### Source text
JEL classification: D82, H21, H25.

Keywords: Business start-ups, Optimal subsidies, Productive efficiency, Private infor-mation, Hidden action.

∗_{An earlier version of this paper was previously circulated as Minneapolis Fed working paper no. 665,}

under the title “Business Start-Ups and Productive Efficiency.” I am grateful to Narayana Kocherlakota and Chris Phelan for their valuable advice and encouragement throughout the project. I also want to thank Cristina Arellano, V.V. Chari, John T. Dalton, Seda Ertac, Kenichi Fukushima, Turkmen Goksel, Larry E. Jones, Patrick Kehoe, Tommy Leung, Fabrizio Perri, Facundo Piguillem, Paul Povel, Anderson Schneider, Ctirad Slavik, Adam Slawski, Richard Todd, Cengiz Yazici, Kuzey Yilmaz, the members of the Public Economics workshop at the University of Minnesota, and seminar participants at the Federal Reserve Bank of Minneapolis and the SED meetings in Cambridge for their comments and suggestions. Special thanks to Tommy Leung and Kevin Wiseman for helpful discussions and detailed comments.

1 Introduction

Starting a business requires two main ingredients: a productive idea and resources to invest in that idea. Unfortunately, it is not necessarily the case that whoever has one of these ingredients also has the other one. Consequently, there is a potential mismatch among individuals in a society in terms of who holds productive resources and who can use them most efficiently. In a frictionless world, a solution to this mismatch is provided by private markets: those with ideas (potential start-ups) can borrow from those with resources, invest, and then pay back. This paper explores how a society should cope with this mismatch in an environment in which informational frictions limit market’s ability to finance investment in productive ideas. I show that, under informational frictions, a society that targets productive efficiency has to (1) subsidize agents with ideas, (2) choose the amount and timing of transfers carefully in order to ensure that agents without ideas do not mimic those with ideas and receive subsidies. Then, I provide an implementation of the start-up subsidies in a market framework that resembles the U.S. Small Business Administration’s Business Loan Program. Individuals in the model economy live for two periods and are risk-neutral. In period one, agents are heterogeneous with respect to wealth levels and whether they have ideas or not. Agents with ideas can create businesses that generate risky returns in period two. The returns depend on the amount of capital invested and there is diminishing marginal returns to capital. In the absence of informational frictions, efficient resource allocation involves two separate steps: (1) productive efficiency requires transferring resources to poor and productive agents in period one to ensure that they all can invest at the socially efficient level; (2) distributive efficiency then requires making transfers between agents so as to achieve the desired consumption distribution, which depends on the welfare criterion of the society. Unfortunately, it is hardly the case that all relevant information about business start-ups are known publicly.1 _{The paper assumes that agents’ ex ante types (wealth-idea), how they}

allocate their resources, and ex post returns to business start-ups are private information. Under the unobservability of the returns, productive efficiency implies poor agents with ideas should be subsidized so as to get them operate their businesses at the efficient scale. The assumption that agents’ wealth-idea types are private information implies that the government might be limited in the amount of subsidies it can transfer to agents with ideas: large transfers might induce people without ideas to mimic agents with ideas and receive transfers. The constrained efficient level of start-up subsidies arise from this productive efficiency vs. incentives trade-off.

### Dataset entries
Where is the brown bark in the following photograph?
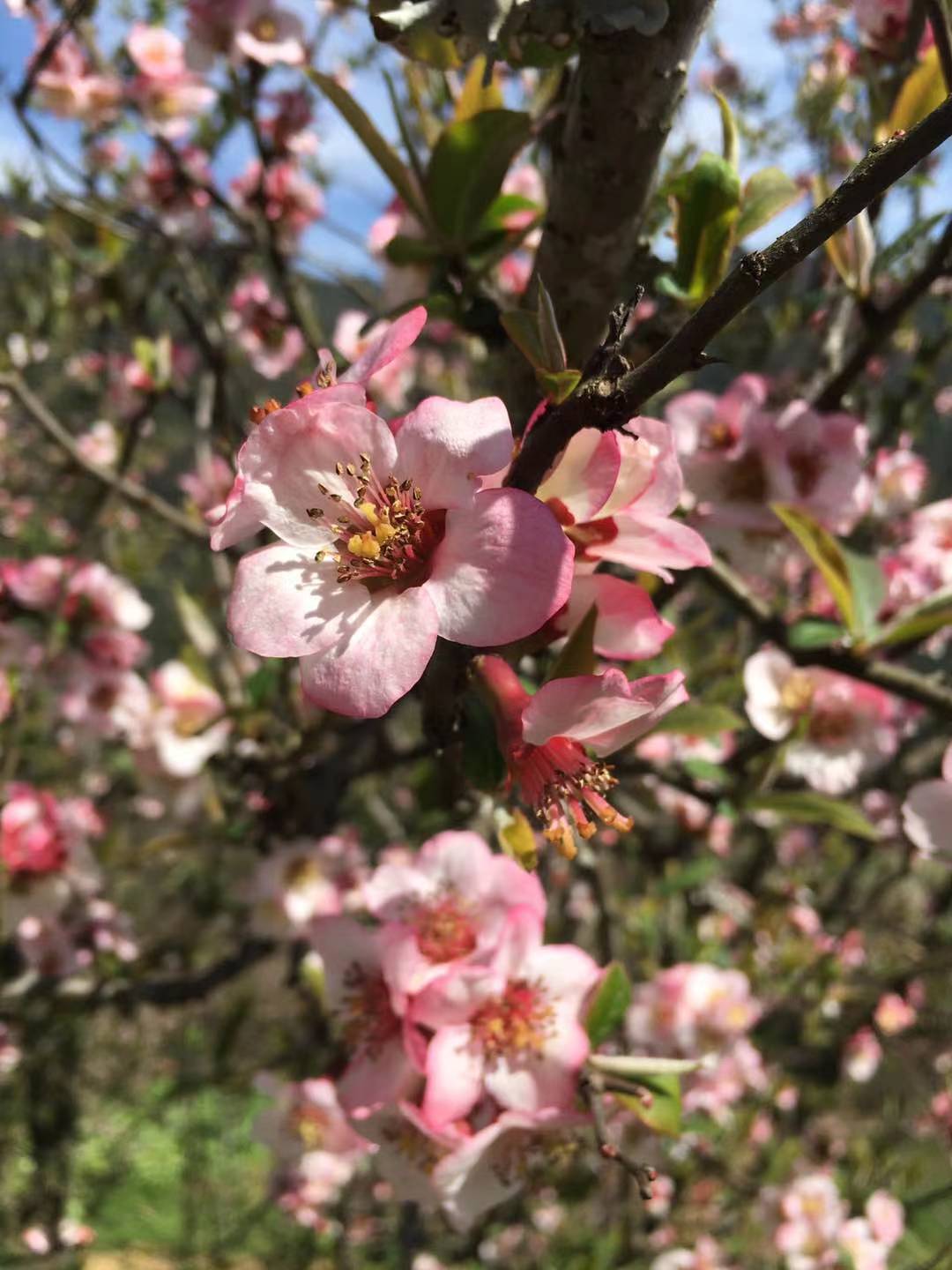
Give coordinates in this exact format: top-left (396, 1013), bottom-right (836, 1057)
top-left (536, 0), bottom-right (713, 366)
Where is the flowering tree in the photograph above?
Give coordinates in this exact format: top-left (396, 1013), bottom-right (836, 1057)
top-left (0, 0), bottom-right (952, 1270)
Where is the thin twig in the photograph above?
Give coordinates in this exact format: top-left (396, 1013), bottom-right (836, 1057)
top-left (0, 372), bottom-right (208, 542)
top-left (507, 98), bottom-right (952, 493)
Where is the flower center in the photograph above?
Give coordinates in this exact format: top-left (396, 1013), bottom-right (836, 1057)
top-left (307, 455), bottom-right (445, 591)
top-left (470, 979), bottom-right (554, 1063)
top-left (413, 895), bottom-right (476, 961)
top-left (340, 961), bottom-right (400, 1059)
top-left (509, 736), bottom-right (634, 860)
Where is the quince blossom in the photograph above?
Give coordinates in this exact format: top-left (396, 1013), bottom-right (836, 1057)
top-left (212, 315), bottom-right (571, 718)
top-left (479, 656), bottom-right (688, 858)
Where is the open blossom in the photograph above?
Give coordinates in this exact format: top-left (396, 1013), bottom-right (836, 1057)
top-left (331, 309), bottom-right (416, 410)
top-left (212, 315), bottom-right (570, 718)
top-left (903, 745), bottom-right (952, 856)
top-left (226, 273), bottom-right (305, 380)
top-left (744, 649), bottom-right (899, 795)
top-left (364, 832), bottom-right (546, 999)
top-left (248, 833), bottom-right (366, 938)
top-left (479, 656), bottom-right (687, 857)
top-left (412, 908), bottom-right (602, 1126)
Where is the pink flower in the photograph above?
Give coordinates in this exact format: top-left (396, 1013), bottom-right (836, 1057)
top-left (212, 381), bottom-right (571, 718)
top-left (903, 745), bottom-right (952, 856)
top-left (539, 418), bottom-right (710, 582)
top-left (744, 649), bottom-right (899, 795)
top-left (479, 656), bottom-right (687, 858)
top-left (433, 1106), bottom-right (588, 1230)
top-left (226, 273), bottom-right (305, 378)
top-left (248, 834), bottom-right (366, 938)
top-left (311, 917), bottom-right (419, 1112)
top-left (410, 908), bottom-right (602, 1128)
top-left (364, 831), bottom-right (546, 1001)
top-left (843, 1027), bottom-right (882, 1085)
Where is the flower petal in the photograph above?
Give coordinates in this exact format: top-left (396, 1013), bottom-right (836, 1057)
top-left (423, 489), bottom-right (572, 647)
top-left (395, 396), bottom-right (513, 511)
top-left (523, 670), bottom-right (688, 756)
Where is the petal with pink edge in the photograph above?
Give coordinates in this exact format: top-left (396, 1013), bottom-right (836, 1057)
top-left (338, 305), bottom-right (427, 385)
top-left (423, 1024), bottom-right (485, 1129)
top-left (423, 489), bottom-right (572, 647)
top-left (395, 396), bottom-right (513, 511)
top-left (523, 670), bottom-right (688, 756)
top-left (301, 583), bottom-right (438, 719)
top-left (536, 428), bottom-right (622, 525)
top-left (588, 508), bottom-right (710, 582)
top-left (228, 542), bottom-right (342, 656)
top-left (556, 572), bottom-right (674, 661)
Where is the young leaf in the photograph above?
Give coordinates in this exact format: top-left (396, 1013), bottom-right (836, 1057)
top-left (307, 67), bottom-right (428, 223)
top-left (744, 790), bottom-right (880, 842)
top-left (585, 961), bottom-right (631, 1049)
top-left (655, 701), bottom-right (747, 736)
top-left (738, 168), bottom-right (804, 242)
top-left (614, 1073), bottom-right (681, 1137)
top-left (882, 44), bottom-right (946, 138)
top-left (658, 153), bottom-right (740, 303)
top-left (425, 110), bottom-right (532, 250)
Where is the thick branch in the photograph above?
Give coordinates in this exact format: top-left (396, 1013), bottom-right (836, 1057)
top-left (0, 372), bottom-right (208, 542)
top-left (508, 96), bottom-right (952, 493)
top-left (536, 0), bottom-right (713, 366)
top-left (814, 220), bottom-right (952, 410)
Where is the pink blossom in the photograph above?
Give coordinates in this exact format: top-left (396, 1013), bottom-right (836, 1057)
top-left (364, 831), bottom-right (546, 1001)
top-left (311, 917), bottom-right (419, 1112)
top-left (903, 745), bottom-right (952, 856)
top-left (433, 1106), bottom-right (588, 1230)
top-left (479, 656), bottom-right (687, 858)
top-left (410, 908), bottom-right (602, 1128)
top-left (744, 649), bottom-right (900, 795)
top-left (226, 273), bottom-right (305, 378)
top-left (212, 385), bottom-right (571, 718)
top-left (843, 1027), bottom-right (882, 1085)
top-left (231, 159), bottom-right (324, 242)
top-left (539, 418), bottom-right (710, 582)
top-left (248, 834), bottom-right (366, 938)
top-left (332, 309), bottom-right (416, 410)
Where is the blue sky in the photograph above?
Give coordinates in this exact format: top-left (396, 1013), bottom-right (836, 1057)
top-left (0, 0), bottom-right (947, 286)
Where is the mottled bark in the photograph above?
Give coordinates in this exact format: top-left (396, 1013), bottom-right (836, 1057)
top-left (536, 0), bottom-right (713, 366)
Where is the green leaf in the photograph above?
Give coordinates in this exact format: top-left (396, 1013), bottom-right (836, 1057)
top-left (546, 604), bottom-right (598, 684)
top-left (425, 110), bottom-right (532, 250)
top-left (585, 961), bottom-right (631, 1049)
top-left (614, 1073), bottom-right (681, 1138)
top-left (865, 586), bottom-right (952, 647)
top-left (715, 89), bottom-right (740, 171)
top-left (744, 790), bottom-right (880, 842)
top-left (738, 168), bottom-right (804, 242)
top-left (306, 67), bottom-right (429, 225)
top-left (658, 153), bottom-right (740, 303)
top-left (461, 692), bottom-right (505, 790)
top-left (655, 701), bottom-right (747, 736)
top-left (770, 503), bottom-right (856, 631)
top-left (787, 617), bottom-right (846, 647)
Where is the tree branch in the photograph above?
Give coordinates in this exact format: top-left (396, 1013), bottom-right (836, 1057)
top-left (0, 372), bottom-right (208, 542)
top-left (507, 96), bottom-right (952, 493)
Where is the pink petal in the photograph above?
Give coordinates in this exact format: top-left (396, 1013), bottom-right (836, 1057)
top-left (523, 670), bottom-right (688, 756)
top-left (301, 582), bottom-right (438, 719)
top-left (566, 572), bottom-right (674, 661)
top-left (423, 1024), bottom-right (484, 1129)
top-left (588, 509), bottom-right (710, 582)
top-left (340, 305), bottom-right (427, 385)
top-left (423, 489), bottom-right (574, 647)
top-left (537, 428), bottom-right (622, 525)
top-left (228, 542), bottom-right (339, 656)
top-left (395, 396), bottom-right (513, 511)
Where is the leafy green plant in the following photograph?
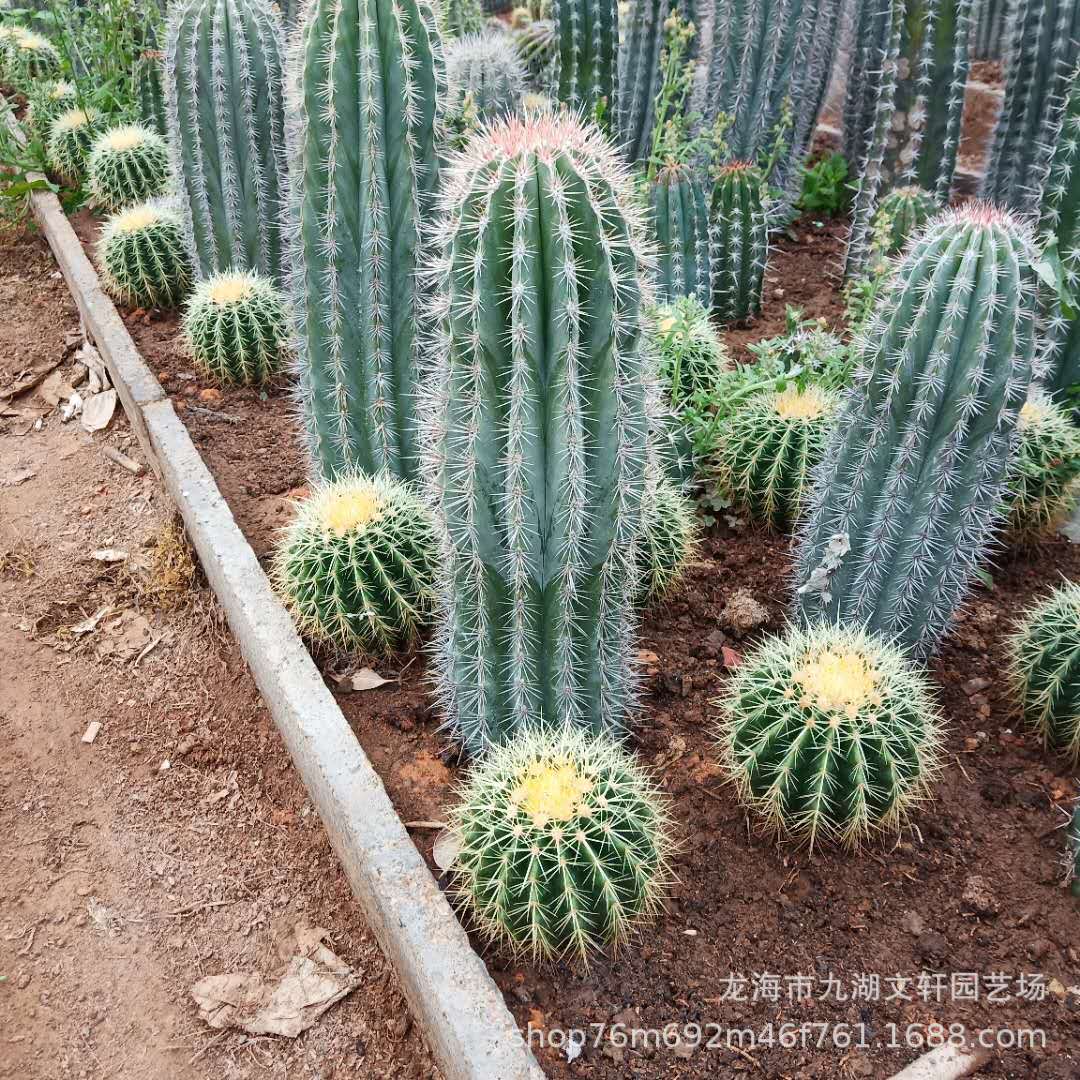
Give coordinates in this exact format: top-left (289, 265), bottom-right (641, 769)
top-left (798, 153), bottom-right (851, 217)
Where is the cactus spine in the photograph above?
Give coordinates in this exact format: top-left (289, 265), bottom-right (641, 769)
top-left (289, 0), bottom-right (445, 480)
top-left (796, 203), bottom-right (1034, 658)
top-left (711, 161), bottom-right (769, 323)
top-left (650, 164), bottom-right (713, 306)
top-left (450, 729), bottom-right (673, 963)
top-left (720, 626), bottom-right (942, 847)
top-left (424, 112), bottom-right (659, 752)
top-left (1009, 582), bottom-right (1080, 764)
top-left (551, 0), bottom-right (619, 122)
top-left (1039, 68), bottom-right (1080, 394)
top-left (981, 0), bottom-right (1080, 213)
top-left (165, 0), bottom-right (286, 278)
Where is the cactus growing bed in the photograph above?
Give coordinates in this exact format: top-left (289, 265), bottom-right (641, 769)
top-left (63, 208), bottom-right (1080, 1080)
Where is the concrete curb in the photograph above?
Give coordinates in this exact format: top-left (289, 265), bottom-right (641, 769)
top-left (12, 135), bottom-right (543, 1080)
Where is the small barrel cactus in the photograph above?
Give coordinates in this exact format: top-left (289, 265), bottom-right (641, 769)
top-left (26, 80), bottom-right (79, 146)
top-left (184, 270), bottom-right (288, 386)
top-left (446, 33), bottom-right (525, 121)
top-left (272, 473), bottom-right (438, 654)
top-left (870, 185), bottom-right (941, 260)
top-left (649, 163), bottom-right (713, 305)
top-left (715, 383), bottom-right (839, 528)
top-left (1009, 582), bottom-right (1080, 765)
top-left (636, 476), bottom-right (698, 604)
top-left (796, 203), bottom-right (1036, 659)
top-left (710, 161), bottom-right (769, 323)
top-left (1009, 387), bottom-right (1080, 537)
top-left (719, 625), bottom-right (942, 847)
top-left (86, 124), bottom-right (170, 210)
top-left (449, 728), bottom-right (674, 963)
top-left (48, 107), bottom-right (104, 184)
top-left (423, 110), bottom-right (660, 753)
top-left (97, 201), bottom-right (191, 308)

### Written exercise 1
Decide whether each statement agrees with the start-up subsidies text. (a) Individuals in the model economy live for two periods and are risk-averse. (b) In a frictionless world, private markets solve the mismatch between those with ideas and those with resources. (c) Businesses created by agents with ideas generate risky returns in period one. Answer yes or no for each, quoting the deciding words of the text.
### Written exercise 2
Continue the start-up subsidies paper after its last sentence.
The data is not needed here.

### Task output 1
(a) No: "Individuals in the model economy live for two periods and are risk-neutral."
(b) Yes: "In a frictionless world, a solution to this mismatch is provided by private markets"
(c) No: "Agents with ideas can create businesses that generate risky returns in period two."

### Task output 2
In order to understand the intuition for the subsidy result, one first needs to know what society cares about in this economy. I assume the social welfare function to be utilitarian with equal weights on every agent. This assumption, together with risk neutrality of agents, implies that society has a preference only for the amount of total consumption, not for how it is distributed across agents. The society is only concerned about agents making right amounts of investment. Therefore, the problem that the society is facing is maximizing production subject to incentive compatibility and feasibility.

The intuition for the subsidy result is simple. Since there are diminishing marginal returns to investment in start-ups, there is a socially efficient level of investment in each start-up.

However, since returns to start-ups are unobservable, agents cannot write contracts with state-contingent repayment schedules. This market incompleteness then implies that agents can, at most, borrow an amount that they can pay back the next period in the lowest return state.2 _{This borrowing constraint binds for poor agents with ideas when they want to invest}

at their efficient level. If the society can transfer some of its resources to these individuals, it would relax their budget constraints, enabling them to produce at a level closer to the social optimal, which is the social objective.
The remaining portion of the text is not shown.